Pointer-based encoding

One can encode a list of data d by generating pointers to the longest and most recent copies of each subsequence of length at least b using

PEncode[d_, b_ : 4] := Module[{i, a, u, v}, i = 2; a = {First[d]}; While[i ≤ Length[d], {u, v} = Last[Sort[Table[{MatchLength[d, i, j], j}, {j, i - 1}]]]; If[u ≥ b, AppendTo[a, p[i - v, u]]; i += u, AppendTo[a, d〚i〛]; i++]]; a]

MatchLength[d_, i_, j_] := With[{m = Length[d] - i}, Catch[Do[If[d〚i + k〛 =!= d〚j + k〛, Throw[k]], {k, 0, m}]; m + 1]]

The process of encoding can be made considerably faster by keeping a dictionary of previously encountered subsequences. One can reproduce the original data using

PDecode[a_] := Module[{d = Flatten[a /. p[j_, r_] Table[p[j], {r}]]}, Flatten[MapIndexed[If[Head[#1] === p, d〚#2〛 = d〚#2 - First[#1]〛 ,#1] &, d]]]

To get a representation purely in terms of 0 and 1, one can use a self-delimiting representation for each integer that appears. (Knowing the explicit representation one could then determine whether each block would be shorter if encoded literally or using a pointer.) The encoded version of a purely repetitive sequence of length n has a length that grows like Log[n]. The encoded version of a purely nested sequence grows like Log[n]^{2}. The encoded version of a sufficiently random sequence grows like n (with the specific encoding used in the text, the length is about 2n). Note that any sequence of 0's and 1's corresponds to the beginning of the encoding for some sequence or another.

TASK MATERIAL:
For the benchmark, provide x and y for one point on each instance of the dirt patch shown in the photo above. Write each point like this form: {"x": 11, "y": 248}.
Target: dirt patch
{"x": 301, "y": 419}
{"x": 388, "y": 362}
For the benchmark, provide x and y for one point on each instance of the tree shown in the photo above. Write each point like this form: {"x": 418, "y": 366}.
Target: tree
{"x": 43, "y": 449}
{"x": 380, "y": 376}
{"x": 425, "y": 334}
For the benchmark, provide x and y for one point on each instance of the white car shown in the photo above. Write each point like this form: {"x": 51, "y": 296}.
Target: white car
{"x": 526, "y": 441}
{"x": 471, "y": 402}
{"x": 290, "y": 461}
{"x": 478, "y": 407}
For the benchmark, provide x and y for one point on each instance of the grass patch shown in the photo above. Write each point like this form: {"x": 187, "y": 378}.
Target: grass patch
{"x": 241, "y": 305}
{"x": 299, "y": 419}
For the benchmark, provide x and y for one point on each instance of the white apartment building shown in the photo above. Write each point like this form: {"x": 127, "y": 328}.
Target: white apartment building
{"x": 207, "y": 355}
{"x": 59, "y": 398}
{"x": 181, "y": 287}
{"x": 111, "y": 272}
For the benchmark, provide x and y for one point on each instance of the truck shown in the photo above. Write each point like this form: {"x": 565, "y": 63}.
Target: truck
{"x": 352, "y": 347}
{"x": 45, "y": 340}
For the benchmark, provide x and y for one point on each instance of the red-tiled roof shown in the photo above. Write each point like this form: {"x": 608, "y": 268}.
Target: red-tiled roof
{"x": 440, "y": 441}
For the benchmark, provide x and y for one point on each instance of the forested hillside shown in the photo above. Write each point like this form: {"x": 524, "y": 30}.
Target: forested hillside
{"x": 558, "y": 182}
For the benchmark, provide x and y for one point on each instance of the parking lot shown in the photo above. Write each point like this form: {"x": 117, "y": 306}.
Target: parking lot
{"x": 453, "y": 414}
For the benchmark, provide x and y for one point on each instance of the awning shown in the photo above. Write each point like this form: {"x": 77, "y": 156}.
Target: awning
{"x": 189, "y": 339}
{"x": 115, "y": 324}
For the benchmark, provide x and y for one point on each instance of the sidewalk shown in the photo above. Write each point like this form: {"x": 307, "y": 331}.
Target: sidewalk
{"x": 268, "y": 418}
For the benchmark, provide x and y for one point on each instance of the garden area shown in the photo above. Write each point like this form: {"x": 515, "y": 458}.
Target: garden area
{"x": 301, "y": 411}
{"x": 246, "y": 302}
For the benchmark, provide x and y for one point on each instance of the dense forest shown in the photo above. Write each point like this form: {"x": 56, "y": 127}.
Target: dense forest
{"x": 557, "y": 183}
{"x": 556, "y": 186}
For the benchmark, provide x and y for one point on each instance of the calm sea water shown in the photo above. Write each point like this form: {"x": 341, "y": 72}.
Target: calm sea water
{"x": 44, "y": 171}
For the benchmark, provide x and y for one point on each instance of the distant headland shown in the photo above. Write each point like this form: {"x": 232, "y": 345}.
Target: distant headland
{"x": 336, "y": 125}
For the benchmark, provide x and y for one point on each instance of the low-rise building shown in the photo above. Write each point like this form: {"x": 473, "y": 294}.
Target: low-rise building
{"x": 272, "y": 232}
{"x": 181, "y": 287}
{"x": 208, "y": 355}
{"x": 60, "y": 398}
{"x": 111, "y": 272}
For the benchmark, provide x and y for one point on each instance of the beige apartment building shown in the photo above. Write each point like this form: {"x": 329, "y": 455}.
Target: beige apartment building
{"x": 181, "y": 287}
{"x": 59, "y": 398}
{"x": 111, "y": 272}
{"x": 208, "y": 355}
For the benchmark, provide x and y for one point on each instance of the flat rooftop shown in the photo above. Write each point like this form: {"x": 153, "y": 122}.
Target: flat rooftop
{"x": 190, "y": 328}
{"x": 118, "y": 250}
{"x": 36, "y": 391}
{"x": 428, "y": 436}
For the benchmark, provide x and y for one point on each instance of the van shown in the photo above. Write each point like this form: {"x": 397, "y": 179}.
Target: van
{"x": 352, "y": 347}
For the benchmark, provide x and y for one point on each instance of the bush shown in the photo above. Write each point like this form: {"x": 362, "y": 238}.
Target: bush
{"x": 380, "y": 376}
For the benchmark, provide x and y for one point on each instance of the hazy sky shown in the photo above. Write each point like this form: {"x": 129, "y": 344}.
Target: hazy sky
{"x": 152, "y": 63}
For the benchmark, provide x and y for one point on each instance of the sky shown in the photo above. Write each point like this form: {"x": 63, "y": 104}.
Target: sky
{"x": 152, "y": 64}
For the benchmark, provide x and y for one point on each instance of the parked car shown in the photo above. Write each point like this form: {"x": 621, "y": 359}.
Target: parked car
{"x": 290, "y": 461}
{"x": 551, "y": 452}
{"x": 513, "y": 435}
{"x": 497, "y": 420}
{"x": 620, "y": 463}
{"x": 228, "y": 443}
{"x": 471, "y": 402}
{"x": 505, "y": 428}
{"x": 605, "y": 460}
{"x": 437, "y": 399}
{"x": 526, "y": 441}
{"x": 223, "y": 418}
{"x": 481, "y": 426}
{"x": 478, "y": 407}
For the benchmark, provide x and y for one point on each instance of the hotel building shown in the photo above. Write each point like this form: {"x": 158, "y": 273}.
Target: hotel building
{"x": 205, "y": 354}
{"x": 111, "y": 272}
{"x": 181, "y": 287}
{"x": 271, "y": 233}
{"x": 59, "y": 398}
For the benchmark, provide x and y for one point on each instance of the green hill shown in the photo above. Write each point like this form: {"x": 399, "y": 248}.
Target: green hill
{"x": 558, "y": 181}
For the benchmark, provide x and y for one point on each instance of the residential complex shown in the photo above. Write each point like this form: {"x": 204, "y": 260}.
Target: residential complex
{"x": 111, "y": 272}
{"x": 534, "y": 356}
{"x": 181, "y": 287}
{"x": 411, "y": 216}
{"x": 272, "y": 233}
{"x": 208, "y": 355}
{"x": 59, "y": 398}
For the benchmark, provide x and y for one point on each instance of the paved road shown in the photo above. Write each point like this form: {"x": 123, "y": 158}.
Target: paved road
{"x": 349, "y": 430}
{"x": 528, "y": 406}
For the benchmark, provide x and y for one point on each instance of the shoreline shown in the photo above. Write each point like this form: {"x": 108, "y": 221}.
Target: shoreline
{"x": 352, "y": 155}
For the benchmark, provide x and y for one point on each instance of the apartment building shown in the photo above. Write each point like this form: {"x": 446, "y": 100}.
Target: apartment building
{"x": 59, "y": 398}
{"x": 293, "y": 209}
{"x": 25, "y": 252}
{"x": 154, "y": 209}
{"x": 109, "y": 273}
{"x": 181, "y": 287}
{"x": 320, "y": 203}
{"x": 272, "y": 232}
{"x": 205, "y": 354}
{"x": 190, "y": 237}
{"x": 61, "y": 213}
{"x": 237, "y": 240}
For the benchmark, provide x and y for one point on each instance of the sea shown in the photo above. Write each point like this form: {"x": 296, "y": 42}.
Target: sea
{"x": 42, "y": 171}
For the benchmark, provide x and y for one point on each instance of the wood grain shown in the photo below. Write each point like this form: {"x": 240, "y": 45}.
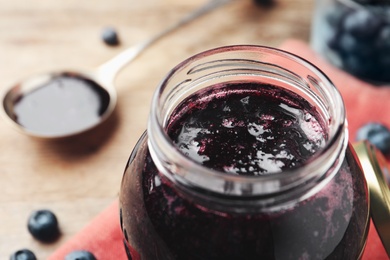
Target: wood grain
{"x": 78, "y": 177}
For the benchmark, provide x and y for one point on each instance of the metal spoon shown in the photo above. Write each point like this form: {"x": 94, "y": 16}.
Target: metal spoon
{"x": 82, "y": 99}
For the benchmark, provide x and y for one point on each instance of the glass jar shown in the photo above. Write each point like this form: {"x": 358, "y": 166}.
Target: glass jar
{"x": 188, "y": 198}
{"x": 354, "y": 35}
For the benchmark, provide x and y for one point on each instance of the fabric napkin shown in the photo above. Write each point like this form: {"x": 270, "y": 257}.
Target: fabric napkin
{"x": 364, "y": 103}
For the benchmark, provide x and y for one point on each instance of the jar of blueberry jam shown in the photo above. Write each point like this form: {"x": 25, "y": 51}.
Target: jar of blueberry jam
{"x": 354, "y": 35}
{"x": 246, "y": 156}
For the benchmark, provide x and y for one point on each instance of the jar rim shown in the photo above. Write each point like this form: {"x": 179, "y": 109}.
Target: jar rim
{"x": 337, "y": 135}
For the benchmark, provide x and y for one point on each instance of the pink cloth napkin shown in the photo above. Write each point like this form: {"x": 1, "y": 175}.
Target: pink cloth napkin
{"x": 364, "y": 103}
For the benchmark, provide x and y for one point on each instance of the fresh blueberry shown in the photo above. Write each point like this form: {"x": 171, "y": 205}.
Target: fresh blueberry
{"x": 377, "y": 134}
{"x": 110, "y": 36}
{"x": 383, "y": 39}
{"x": 80, "y": 255}
{"x": 43, "y": 225}
{"x": 23, "y": 254}
{"x": 362, "y": 24}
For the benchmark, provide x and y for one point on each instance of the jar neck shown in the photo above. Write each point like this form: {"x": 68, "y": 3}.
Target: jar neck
{"x": 252, "y": 64}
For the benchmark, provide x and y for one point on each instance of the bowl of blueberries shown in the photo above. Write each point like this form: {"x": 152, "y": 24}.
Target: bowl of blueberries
{"x": 354, "y": 35}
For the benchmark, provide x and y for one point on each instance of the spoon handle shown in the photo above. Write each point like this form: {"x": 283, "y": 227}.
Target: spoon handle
{"x": 110, "y": 69}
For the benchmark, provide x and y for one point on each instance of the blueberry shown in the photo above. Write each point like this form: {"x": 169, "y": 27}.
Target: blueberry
{"x": 383, "y": 39}
{"x": 110, "y": 36}
{"x": 23, "y": 254}
{"x": 377, "y": 134}
{"x": 80, "y": 255}
{"x": 43, "y": 225}
{"x": 362, "y": 24}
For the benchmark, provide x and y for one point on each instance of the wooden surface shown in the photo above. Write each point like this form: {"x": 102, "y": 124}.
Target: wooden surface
{"x": 80, "y": 176}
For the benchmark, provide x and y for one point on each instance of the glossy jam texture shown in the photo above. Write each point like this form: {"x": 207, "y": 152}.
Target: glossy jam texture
{"x": 247, "y": 129}
{"x": 159, "y": 221}
{"x": 64, "y": 104}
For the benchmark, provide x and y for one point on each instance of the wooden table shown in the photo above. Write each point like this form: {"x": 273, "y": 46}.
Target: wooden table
{"x": 78, "y": 177}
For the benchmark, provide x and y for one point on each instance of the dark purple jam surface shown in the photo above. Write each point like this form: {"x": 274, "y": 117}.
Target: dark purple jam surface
{"x": 247, "y": 129}
{"x": 159, "y": 222}
{"x": 65, "y": 104}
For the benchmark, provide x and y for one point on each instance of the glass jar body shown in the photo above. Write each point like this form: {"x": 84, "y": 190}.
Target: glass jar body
{"x": 354, "y": 36}
{"x": 248, "y": 205}
{"x": 158, "y": 222}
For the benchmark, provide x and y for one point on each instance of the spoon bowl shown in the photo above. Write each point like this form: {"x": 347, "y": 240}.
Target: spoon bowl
{"x": 66, "y": 103}
{"x": 60, "y": 103}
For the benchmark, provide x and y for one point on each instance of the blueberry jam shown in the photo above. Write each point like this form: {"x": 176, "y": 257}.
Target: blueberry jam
{"x": 246, "y": 131}
{"x": 64, "y": 104}
{"x": 243, "y": 129}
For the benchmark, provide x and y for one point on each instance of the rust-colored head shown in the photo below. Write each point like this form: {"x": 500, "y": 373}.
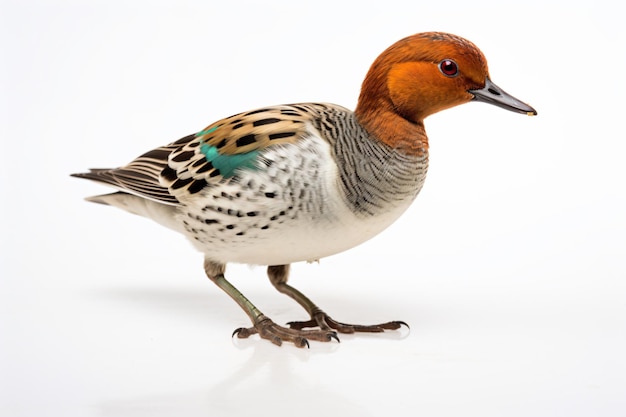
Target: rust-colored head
{"x": 423, "y": 74}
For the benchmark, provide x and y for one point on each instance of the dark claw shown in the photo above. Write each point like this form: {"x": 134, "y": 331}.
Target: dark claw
{"x": 304, "y": 343}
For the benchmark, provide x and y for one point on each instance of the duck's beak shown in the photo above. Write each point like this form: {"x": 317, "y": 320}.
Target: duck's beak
{"x": 493, "y": 94}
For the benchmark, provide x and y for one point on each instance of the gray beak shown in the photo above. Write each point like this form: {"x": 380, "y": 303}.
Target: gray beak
{"x": 493, "y": 94}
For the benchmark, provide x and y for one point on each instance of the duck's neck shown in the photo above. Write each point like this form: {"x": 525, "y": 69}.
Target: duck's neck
{"x": 394, "y": 131}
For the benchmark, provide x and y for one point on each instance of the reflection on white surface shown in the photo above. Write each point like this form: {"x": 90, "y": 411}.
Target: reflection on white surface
{"x": 509, "y": 267}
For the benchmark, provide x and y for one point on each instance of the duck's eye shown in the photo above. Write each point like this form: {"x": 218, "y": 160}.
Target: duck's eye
{"x": 449, "y": 68}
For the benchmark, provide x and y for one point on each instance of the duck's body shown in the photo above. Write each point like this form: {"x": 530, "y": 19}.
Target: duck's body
{"x": 300, "y": 182}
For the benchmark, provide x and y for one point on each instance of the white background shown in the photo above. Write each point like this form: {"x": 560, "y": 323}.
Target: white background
{"x": 510, "y": 267}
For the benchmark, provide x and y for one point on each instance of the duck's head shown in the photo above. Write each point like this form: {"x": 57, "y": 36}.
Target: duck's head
{"x": 429, "y": 72}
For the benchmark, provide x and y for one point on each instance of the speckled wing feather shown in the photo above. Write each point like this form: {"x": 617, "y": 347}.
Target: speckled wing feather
{"x": 185, "y": 167}
{"x": 231, "y": 144}
{"x": 141, "y": 176}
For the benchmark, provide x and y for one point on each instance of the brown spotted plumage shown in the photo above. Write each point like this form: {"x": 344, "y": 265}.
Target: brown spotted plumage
{"x": 299, "y": 182}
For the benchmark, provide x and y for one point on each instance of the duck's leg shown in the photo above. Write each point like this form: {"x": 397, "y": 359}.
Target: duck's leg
{"x": 278, "y": 276}
{"x": 262, "y": 324}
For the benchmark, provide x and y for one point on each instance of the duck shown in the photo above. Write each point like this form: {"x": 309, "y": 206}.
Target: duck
{"x": 300, "y": 182}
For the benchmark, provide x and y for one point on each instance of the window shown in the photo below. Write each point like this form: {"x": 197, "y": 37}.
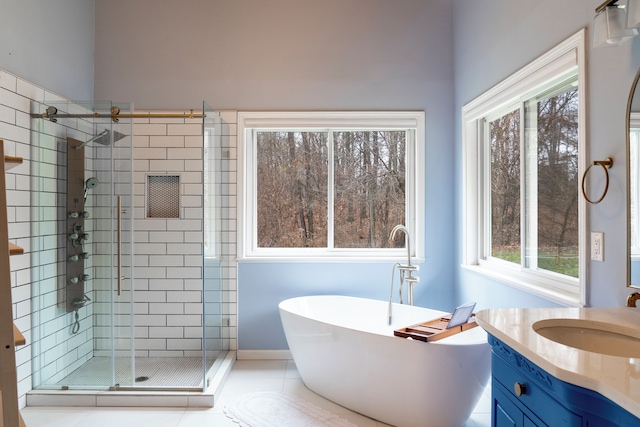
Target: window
{"x": 330, "y": 184}
{"x": 523, "y": 153}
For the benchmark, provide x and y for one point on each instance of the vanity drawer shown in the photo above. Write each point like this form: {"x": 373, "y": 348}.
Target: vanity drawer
{"x": 526, "y": 391}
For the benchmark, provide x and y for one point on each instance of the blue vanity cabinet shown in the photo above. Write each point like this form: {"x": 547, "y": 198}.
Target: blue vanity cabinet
{"x": 524, "y": 395}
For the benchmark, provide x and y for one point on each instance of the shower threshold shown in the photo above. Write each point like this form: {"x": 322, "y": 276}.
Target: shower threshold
{"x": 148, "y": 395}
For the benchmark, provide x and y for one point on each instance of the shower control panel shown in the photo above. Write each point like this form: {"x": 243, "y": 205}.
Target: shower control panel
{"x": 77, "y": 236}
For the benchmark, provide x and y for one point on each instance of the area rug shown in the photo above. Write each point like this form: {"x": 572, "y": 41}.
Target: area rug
{"x": 272, "y": 409}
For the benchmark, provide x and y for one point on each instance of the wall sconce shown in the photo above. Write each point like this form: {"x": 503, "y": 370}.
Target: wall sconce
{"x": 614, "y": 24}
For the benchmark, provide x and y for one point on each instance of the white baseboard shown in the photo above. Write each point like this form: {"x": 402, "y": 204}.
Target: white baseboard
{"x": 264, "y": 355}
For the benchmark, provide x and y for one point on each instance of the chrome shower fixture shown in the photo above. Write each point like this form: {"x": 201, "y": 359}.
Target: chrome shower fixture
{"x": 90, "y": 184}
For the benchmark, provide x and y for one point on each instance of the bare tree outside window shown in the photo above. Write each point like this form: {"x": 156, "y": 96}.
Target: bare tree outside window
{"x": 552, "y": 137}
{"x": 557, "y": 145}
{"x": 292, "y": 189}
{"x": 293, "y": 197}
{"x": 505, "y": 186}
{"x": 369, "y": 187}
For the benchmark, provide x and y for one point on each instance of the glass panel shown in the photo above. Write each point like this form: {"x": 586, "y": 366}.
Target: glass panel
{"x": 504, "y": 134}
{"x": 369, "y": 176}
{"x": 554, "y": 137}
{"x": 216, "y": 173}
{"x": 292, "y": 170}
{"x": 74, "y": 334}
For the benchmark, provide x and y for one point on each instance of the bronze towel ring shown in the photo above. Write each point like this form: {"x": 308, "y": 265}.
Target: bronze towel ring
{"x": 606, "y": 164}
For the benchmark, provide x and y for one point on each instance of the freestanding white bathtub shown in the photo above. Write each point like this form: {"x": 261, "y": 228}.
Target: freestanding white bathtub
{"x": 346, "y": 352}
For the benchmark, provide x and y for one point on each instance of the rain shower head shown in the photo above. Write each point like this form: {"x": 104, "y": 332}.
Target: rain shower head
{"x": 92, "y": 182}
{"x": 103, "y": 138}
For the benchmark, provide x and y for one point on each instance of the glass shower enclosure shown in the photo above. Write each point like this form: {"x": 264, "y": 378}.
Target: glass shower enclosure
{"x": 88, "y": 310}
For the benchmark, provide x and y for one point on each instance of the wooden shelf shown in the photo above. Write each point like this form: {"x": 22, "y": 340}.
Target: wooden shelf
{"x": 9, "y": 407}
{"x": 434, "y": 330}
{"x": 11, "y": 162}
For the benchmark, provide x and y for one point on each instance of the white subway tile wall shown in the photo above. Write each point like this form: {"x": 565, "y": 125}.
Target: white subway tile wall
{"x": 168, "y": 252}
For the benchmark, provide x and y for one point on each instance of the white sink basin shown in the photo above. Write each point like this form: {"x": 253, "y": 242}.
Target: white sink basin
{"x": 597, "y": 337}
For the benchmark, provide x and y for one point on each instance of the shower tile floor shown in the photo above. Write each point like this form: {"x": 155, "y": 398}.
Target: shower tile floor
{"x": 247, "y": 376}
{"x": 155, "y": 372}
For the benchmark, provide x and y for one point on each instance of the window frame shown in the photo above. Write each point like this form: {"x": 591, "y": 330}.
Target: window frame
{"x": 564, "y": 60}
{"x": 250, "y": 121}
{"x": 634, "y": 128}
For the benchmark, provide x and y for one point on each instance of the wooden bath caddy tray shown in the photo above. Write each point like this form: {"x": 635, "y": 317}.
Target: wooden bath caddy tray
{"x": 434, "y": 330}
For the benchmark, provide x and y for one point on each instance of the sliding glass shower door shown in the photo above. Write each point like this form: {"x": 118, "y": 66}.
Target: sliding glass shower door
{"x": 97, "y": 325}
{"x": 81, "y": 259}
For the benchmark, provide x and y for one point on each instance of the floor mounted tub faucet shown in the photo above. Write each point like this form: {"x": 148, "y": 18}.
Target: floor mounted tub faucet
{"x": 406, "y": 270}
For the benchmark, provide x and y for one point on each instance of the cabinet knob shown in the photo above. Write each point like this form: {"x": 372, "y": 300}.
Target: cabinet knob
{"x": 519, "y": 389}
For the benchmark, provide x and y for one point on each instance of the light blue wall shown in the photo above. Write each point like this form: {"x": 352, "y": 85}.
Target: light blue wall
{"x": 370, "y": 54}
{"x": 49, "y": 43}
{"x": 493, "y": 39}
{"x": 293, "y": 55}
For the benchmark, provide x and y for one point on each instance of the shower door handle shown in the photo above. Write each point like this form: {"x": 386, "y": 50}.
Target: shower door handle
{"x": 119, "y": 234}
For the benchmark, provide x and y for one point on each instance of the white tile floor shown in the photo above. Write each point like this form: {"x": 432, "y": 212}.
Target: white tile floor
{"x": 247, "y": 376}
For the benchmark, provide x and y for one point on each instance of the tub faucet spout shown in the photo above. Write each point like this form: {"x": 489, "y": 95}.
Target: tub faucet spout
{"x": 406, "y": 270}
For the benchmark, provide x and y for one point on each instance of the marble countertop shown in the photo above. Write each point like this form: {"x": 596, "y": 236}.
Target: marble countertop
{"x": 617, "y": 378}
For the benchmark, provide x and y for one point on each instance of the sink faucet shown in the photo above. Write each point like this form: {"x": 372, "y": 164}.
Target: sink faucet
{"x": 406, "y": 270}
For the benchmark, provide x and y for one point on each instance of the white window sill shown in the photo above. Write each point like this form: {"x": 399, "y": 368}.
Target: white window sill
{"x": 329, "y": 259}
{"x": 529, "y": 283}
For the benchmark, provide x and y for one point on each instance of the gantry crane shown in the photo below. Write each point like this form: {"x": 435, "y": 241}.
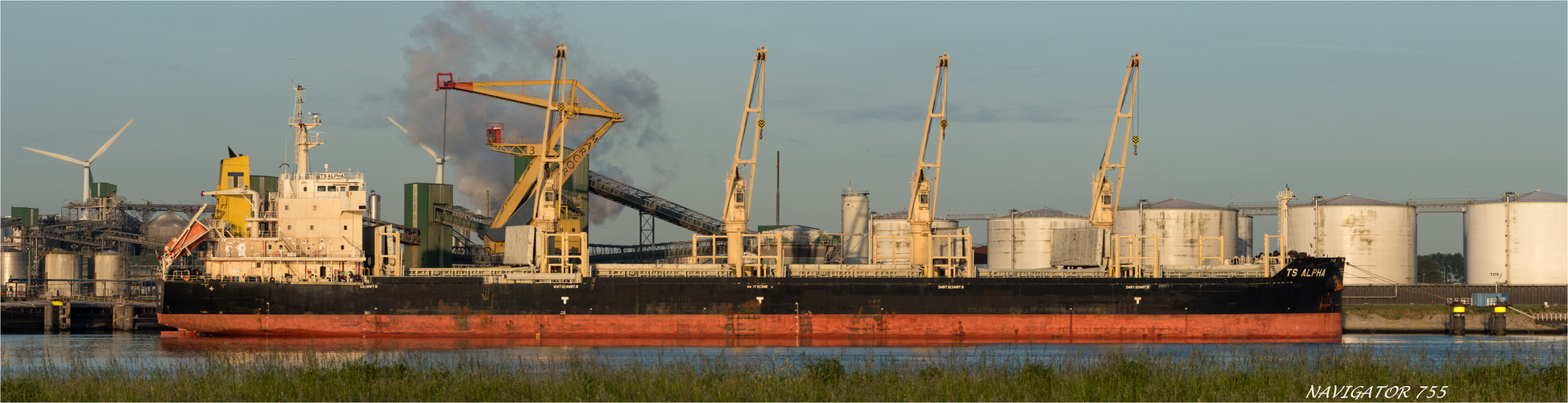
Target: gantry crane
{"x": 1109, "y": 195}
{"x": 922, "y": 185}
{"x": 738, "y": 184}
{"x": 548, "y": 168}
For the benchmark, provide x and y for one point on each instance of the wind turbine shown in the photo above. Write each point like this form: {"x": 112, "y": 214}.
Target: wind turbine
{"x": 87, "y": 167}
{"x": 440, "y": 159}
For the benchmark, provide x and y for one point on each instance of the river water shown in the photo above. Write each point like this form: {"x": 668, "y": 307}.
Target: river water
{"x": 175, "y": 350}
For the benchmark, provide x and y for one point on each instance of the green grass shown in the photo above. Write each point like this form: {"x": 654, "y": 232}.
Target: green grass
{"x": 1525, "y": 372}
{"x": 1412, "y": 311}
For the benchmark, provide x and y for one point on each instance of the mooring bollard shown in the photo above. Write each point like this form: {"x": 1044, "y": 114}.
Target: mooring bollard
{"x": 1455, "y": 318}
{"x": 1498, "y": 323}
{"x": 124, "y": 317}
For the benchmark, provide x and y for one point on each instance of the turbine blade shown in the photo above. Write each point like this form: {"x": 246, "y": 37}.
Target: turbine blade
{"x": 400, "y": 127}
{"x": 110, "y": 142}
{"x": 57, "y": 156}
{"x": 412, "y": 139}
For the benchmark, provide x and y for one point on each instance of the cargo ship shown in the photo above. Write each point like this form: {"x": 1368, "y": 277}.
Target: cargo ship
{"x": 1297, "y": 305}
{"x": 296, "y": 259}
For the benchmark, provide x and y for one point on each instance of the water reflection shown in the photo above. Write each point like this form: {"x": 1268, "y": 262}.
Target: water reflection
{"x": 180, "y": 350}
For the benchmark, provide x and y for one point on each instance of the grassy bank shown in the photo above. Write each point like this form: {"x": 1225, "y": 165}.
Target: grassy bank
{"x": 1410, "y": 311}
{"x": 1233, "y": 374}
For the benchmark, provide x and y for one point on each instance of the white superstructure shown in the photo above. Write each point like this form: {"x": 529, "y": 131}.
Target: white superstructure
{"x": 1516, "y": 240}
{"x": 309, "y": 231}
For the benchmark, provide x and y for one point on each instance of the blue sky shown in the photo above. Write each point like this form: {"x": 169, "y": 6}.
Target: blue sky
{"x": 1385, "y": 101}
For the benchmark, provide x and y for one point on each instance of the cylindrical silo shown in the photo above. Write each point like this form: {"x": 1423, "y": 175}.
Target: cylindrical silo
{"x": 112, "y": 267}
{"x": 1377, "y": 239}
{"x": 1516, "y": 240}
{"x": 857, "y": 220}
{"x": 1243, "y": 235}
{"x": 63, "y": 268}
{"x": 375, "y": 206}
{"x": 1181, "y": 228}
{"x": 1023, "y": 239}
{"x": 13, "y": 265}
{"x": 892, "y": 237}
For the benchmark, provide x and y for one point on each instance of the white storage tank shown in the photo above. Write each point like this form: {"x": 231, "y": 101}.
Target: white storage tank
{"x": 887, "y": 226}
{"x": 64, "y": 267}
{"x": 1377, "y": 239}
{"x": 13, "y": 265}
{"x": 857, "y": 220}
{"x": 1180, "y": 226}
{"x": 110, "y": 265}
{"x": 1516, "y": 240}
{"x": 1023, "y": 239}
{"x": 897, "y": 225}
{"x": 1243, "y": 235}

JOBS:
- a) Return the part of the encoding text from "To get a representation" to "sequence or another.", word for word.
- b) Return each line of the listing that contains the word "grain".
The encoding text and the listing come from different sources.

ANSWERS TO EACH TASK:
- a)
To get a representation purely in terms of 0 and 1, one can use a self-delimiting representation for each integer that appears. (Knowing the explicit representation one could then determine whether each block would be shorter if encoded literally or using a pointer.) The encoded version of a purely repetitive sequence of length n has a length that grows like Log[n]. The encoded version of a purely nested sequence grows like Log[n]^{2}. The encoded version of a sufficiently random sequence grows like n (with the specific encoding used in the text, the length is about 2n). Note that any sequence of 0's and 1's corresponds to the beginning of the encoding for some sequence or another.

- b)
For the benchmark, provide x and y for one point on each instance of the wood grain shown in the photo below. Write each point like this form: {"x": 240, "y": 45}.
Target: wood grain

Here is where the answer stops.